* **EXERCISE OBJECTIVE**
Please give the stretch of the records below, from the line containing "the red-leaf shrub?" through the line containing "94,483 -> 225,575", as a JSON list of strings with one string per line and blank lines left out.

* **PROVIDED ENTRIES**
━━━━━━━━━━
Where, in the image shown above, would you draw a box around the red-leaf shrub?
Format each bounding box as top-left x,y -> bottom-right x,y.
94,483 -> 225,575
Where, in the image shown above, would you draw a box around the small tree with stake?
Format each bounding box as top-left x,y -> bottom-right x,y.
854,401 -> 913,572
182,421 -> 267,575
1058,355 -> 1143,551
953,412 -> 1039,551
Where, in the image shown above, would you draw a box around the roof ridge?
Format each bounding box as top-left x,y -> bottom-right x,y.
━━━━━━━━━━
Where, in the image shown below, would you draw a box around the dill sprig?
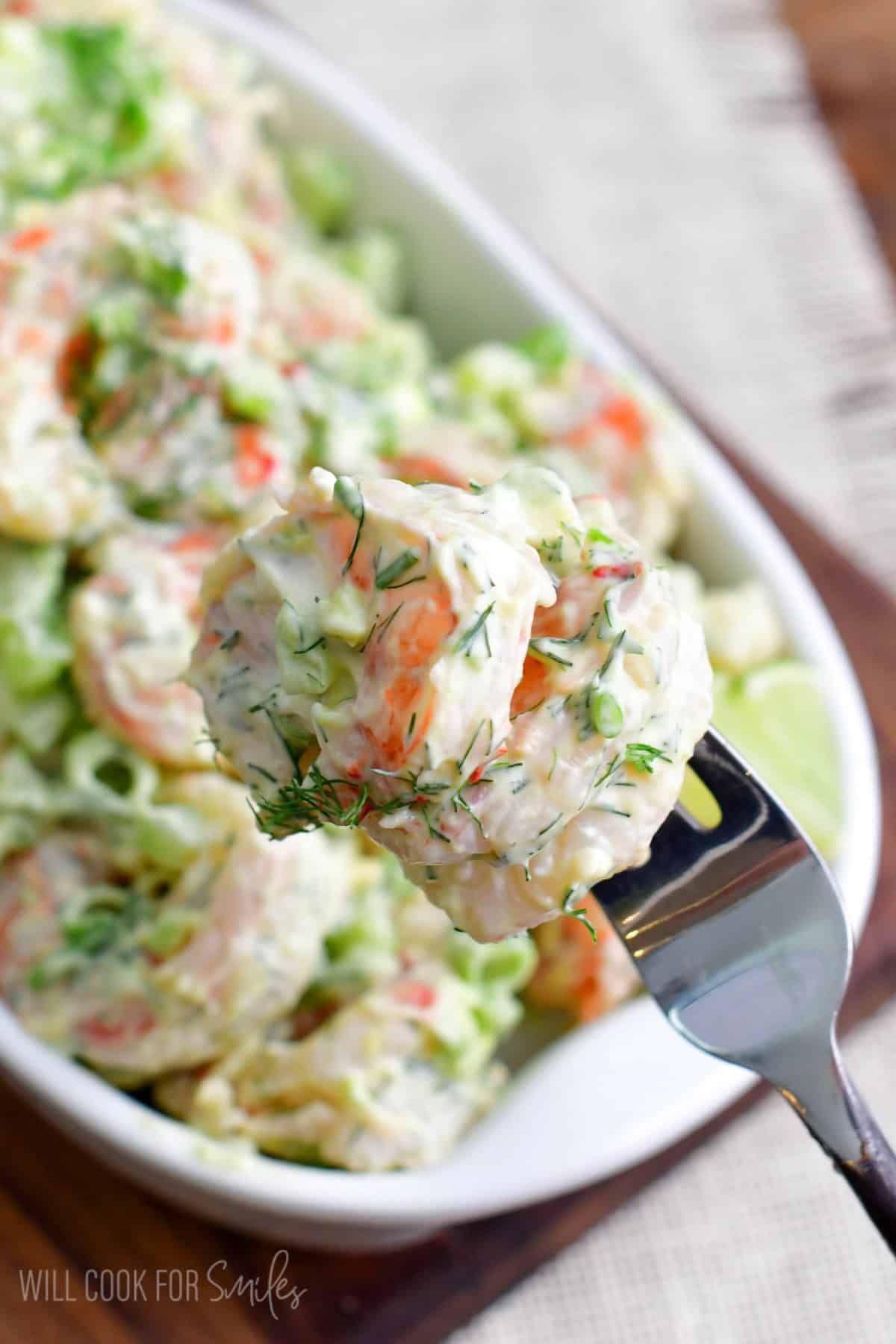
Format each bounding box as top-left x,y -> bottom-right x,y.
━━━━━━━━━━
* **OUTPUT OF THE EXERCISE**
[
  "Where, in the image shown above, would you draw a box around the red-leaf shrub?",
  "Format each bounding box as top-left x,y -> bottom-right x,y.",
  "94,483 -> 225,575"
]